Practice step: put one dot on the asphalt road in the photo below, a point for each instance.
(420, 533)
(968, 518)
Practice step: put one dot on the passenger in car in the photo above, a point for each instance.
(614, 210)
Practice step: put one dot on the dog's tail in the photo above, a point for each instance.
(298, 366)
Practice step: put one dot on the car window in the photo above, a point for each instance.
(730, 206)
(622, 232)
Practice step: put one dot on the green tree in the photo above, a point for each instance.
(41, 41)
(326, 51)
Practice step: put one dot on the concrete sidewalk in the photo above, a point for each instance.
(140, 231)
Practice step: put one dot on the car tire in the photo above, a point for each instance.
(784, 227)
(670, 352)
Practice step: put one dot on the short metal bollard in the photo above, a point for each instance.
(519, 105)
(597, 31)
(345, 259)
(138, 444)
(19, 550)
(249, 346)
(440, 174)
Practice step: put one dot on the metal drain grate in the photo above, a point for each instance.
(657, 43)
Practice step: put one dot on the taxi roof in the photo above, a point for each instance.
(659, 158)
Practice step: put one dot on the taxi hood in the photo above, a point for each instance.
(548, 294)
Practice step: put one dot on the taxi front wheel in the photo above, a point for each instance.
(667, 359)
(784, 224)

^^^^

Exercise description
Could you arrange the stretch from the line containing "Practice step: put one dot on the car tire" through the final row above as a numbered list, with both of those lines included and any blank lines left out?

Task result
1. Practice step: put one dot on the car tire in the photo above, a point for each instance.
2. (784, 227)
3. (670, 352)
4. Practice step: put one dot on the short metal bollard in the photo above, a point for each instance.
5. (519, 105)
6. (597, 31)
7. (345, 259)
8. (138, 444)
9. (19, 550)
10. (249, 346)
11. (440, 174)
12. Practice step: put one dot on the metal drain grate in the photo above, a point for each instance.
13. (657, 43)
14. Practice step: put one dot on the taxi roof in the photo above, a point for each instance.
15. (659, 158)
16. Practice step: put one dot on the taxi hood in the photo above, a point for each instance.
17. (548, 294)
18. Practice step: put one dot on the taxi front wheel in the photo above, a point for each instance.
19. (667, 359)
20. (784, 224)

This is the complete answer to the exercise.